» **Set problem**
Copy out all the entries exactly.

:: The input ::

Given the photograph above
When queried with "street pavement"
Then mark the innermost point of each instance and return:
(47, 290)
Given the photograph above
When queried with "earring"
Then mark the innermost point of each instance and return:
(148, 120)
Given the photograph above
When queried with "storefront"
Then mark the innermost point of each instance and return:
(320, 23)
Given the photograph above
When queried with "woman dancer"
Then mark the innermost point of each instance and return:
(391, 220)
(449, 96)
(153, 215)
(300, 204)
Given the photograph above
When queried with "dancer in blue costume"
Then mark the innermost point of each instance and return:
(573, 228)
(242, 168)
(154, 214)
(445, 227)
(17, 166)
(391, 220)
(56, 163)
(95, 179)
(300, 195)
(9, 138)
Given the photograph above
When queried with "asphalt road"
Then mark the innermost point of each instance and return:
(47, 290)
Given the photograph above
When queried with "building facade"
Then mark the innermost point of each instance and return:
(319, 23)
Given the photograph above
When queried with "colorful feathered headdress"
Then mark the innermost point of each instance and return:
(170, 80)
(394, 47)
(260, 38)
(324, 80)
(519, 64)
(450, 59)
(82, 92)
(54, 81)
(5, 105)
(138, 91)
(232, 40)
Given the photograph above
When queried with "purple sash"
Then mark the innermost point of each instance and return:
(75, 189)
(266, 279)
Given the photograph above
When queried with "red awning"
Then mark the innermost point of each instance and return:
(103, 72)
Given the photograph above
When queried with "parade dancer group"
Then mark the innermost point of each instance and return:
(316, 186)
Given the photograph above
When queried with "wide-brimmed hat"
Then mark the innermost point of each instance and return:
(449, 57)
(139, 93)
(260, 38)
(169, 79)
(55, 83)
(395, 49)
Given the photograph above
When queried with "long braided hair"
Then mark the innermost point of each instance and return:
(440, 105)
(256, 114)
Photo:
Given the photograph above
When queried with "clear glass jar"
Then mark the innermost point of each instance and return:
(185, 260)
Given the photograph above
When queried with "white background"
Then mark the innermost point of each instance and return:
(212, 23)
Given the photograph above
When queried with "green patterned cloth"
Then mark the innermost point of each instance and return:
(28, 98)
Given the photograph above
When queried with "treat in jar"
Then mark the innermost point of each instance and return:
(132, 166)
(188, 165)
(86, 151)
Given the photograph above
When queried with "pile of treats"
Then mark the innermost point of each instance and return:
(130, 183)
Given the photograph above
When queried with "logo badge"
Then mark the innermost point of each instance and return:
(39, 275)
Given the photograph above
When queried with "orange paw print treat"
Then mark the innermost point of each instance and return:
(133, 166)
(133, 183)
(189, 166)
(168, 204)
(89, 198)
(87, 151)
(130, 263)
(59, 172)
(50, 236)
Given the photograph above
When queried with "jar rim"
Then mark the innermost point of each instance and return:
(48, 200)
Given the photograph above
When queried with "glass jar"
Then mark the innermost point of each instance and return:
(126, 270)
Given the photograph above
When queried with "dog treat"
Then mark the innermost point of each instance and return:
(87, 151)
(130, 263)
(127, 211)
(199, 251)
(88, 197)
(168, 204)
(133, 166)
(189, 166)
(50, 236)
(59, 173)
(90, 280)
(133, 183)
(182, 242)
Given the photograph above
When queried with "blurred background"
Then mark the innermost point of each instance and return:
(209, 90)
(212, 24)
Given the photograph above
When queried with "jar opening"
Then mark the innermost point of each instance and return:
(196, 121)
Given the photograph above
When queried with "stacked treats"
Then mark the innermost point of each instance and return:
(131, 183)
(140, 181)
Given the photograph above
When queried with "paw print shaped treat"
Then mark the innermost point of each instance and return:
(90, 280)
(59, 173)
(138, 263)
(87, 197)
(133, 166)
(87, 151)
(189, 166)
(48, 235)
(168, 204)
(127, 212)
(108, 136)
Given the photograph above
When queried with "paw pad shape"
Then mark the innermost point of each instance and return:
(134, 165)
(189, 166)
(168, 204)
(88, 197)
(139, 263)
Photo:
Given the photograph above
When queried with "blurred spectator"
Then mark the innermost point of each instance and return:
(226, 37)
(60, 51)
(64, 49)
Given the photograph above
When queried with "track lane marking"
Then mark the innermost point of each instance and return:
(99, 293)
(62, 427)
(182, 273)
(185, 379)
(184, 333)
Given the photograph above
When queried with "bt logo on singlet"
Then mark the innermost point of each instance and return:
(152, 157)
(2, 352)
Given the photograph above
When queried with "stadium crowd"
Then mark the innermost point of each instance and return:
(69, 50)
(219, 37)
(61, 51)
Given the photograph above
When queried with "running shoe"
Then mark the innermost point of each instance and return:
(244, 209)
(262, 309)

:::

» **Result of the exercise**
Given the photograph above
When queried with "street pavement"
Then mark the innermost point of each instance and return:
(47, 290)
Given the photograph above
When queried with "earring"
Then mark the innermost point of each instance and return:
(148, 120)
Given the photograph above
When queried with "storefront"
Then mark the innermost point of each instance and return:
(320, 23)
Given the photograph above
When queried with "woman dancer"
Then mark the innermost point of each instance and return:
(391, 220)
(449, 96)
(153, 215)
(300, 204)
Given the photograph above
When queried with "dancer in blue costume"
Then mark the innermost point of each instance and return:
(573, 228)
(242, 168)
(154, 214)
(445, 227)
(17, 166)
(391, 220)
(56, 163)
(95, 179)
(300, 195)
(9, 138)
Given the photograph above
When queried with "asphalt road"
Then mark the innermost point of each instance and return:
(47, 290)
Given the photograph above
When queried with "building facade"
Then mark the innermost point of each instance and return:
(319, 23)
Given the photograph above
When queried with "colorful feathered headdress"
Then mark the innermost point of each instance and return:
(170, 80)
(394, 47)
(260, 38)
(324, 80)
(519, 64)
(450, 59)
(82, 92)
(54, 81)
(5, 105)
(138, 91)
(232, 40)
Given the photograph above
When queried with "purple sash"
Then mark the innermost point of each instance and return:
(75, 189)
(266, 279)
Given the photograph above
When queried with "red awning"
Then mark the innermost point of each instance and return:
(103, 72)
Given the photograph above
When queried with "parade dancer group"
Then mark the innermost point of each instance and return:
(316, 186)
Given the photograph above
When queried with "wide-brimmed hat"
Then mark the innermost point of each instance and return:
(449, 57)
(139, 93)
(260, 38)
(169, 79)
(55, 83)
(395, 49)
Given the photograph above
When queried with "long braided hair"
Then mark the innermost point of each instance and return:
(440, 105)
(256, 114)
Photo:
Given the photograph above
When queried with "clear glass jar"
Then mark the innermost point of each instance and return:
(185, 260)
Given the photograph above
When queried with "white background"
Then mark the innermost point of each instance and return:
(212, 23)
Given the photograph above
When queried with "green patterned cloth"
Then mark the innermost point of each instance and return:
(28, 98)
Given the photograph above
When queried with "treat in jar"
Then mark the innermost point of each instance and return:
(132, 166)
(188, 165)
(86, 151)
Given the photograph above
When queried with "pile of treats"
Then mark the innermost point of each instance and return:
(130, 183)
Given the photograph above
When queried with "logo badge"
Then mark the innermost point of each instance and return:
(39, 275)
Given the photograph above
When queried with "orange paw print treat"
Then mark the innermost point of each instance and return:
(133, 166)
(133, 183)
(189, 166)
(168, 204)
(89, 198)
(87, 151)
(130, 263)
(59, 172)
(50, 236)
Given the photograph above
When queried with "jar rim"
Then mark the innermost point of each instance and return:
(48, 200)
Given the photograph above
When queried with "glass jar"
Then mark the innermost point of each instance and return:
(126, 270)
Given the photograph above
When queried with "dog treat"
Then mark the innermost point of each instance and return:
(87, 151)
(130, 263)
(127, 211)
(199, 251)
(88, 197)
(168, 204)
(133, 166)
(189, 166)
(50, 236)
(59, 173)
(90, 280)
(133, 183)
(182, 242)
Given the photograph above
When queried with "blurred background"
Then mark the innermost point of each instance and return:
(209, 90)
(212, 24)
Given the photograph above
When queried with "jar opening"
Then mark the innermost point of each instance and return:
(196, 121)
Given the photograph above
When queried with "stacked treats"
Then mark the innermost point of each instance and return:
(131, 183)
(140, 181)
Given the photograph above
When queried with "paw print shaped treat"
Then mark the innermost point of each instance and return:
(90, 280)
(59, 173)
(138, 263)
(87, 197)
(133, 166)
(87, 151)
(189, 166)
(48, 235)
(168, 204)
(127, 212)
(108, 136)
Given the photograph above
When queried with "paw pad shape"
Then mark the innermost point of each instance and return:
(134, 165)
(189, 166)
(168, 204)
(88, 197)
(139, 263)
Photo:
Given the photograph above
When queried with "blurred spectator"
Then mark the innermost point of each instance and return:
(226, 37)
(60, 51)
(64, 49)
Given the photograph above
When queried with "track lane marking"
Then mark the innermost point of each instance and return:
(99, 293)
(62, 427)
(182, 273)
(185, 379)
(184, 333)
Given the photograph above
When queried with "bt logo on singlet"
Then mark the innermost point of each instance and return:
(152, 157)
(2, 352)
Given the photograph above
When queried with "stadium crowd"
Then mark the innermost point of each instance and return:
(69, 50)
(219, 37)
(61, 51)
Given the photograph above
When queried with "running shoe"
Then mark the innermost point of each instance and return:
(244, 209)
(262, 309)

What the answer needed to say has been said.